▶ **Problems to work on**
- 1) Translate this sentence from the passage on agent-based modeling into Spanish: "The respective development teams are exploring possible links between NetLogo and Repast."
- 2) In the passage on agent-based modeling, which tool do many analysts recommend starting with?
- 3) From the passage on agent-based modeling, return everything from "ABMS and Traditional" down to "agents' input information.".

Image courtesy of Kurt Severance, NASA, and Kenneth Zick, U. Michigan
Practical ABMS
Many of the tools and techniques for developing and applying
agent-based models are coming into their own only recently (North and
Macal, in press). Getting a good software toolkit or toolkits is a good
first step in developing an agent-based model but is only part of the
bigger process. A phased approach in developing an agent model is often
the most workable, and often requires more than a single software
approach. Many analysts recommend starting with NetLogo, which has
excellent documentation, including tutorials, available as a free
download. Others suggest starting with desktop tools such as general
spreadsheets and computational mathematics systems such as MATLAB and
Mathematica. Desktop systems require no compilation or linking steps,
unlike general programming languages or agent-based modeling toolkits;
however, desktop systems are generally limited to dozens to hundreds of
agents and generally do not provide dedicated agent facilities.
Large-scale ABMS
extends agent modeling beyond simple desktop environments and allows
thousands to millions of agents to engage in sophisticated
interchanges. Large-scale agent modeling is usually done with
computer-based agent simulation environments and toolkits, such as
Repast. Toolkits differ along various dimensions such as available
features, the ease of learning and use, performance and licensing
requirements.
Coming Attractions
The open source nature and architecture of Repast facilitates updates
and upgrades. The respective development teams are exploring possible
links between NetLogo and Repast. The Repast development team is also
preparing to introduce a new version, named Repast Simphony, to make
Repast easier to learn and use by non-computer specialists but also to
make it useable at a higher level of abstraction. The goal is to make
Repast more user-oriented and visually oriented and to make behavioral
rules easier to enter into the model. This may, in turn, facilitate
having a process description layer over the more simple components,
enabling a broader class of users — analysts who are not necessarily
experienced modelers and definitely not computer programmers — to use
the toolkit. Thus, the leading open source ABMS toolkits' developers
are trying to move in the direction conventional simulation took 10 to
15 years ago, replacing much coding with an intuitive visual interface
and on-screen menus.
ABMS and Traditional M&S Techniques
Agent-based modeling can provide an overarching framework for model
components based on other modeling techniques. For example, models may
be composed of agents whose decision-making behaviors are represented
by formal optimization problems or by informal decision heuristics.
Another example is agent behaviors represented as statistical models
deriving agent behaviors from the agents' input information.

▶ **Provided material**
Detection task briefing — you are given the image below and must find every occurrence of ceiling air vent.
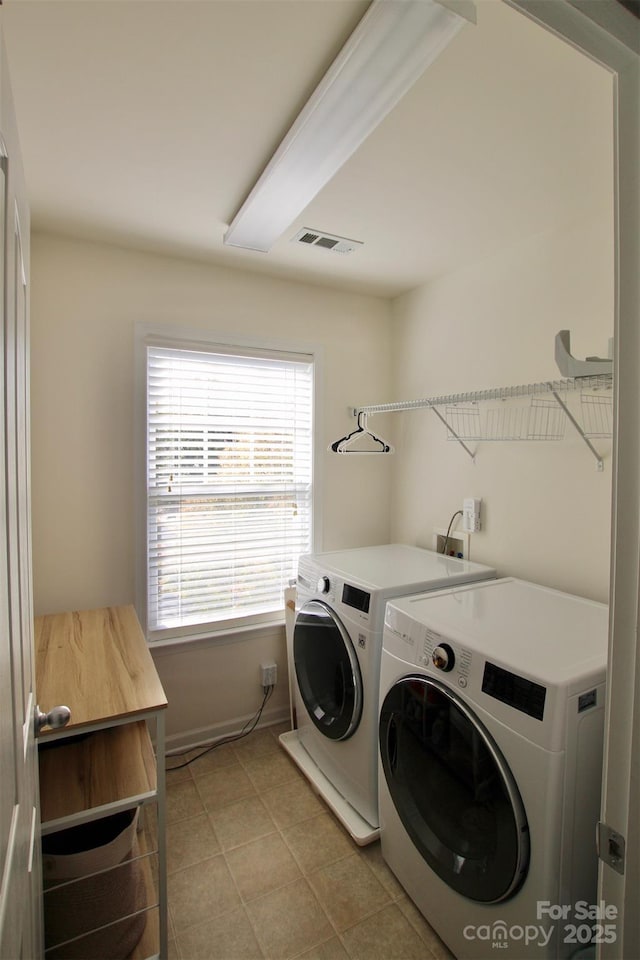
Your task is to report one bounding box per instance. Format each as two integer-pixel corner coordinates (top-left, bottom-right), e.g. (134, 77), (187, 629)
(291, 227), (363, 253)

▶ **Answers given**
- 1) Los respectivos equipos de desarrollo están explorando posibles vínculos entre NetLogo y Repast.

- 2) NetLogo.

- 3)
ABMS and Traditional M&S Techniques
Agent-based modeling can provide an overarching framework for model
components based on other modeling techniques. For example, models may
be composed of agents whose decision-making behaviors are represented
by formal optimization problems or by informal decision heuristics.
Another example is agent behaviors represented as statistical models
deriving agent behaviors from the agents' input information.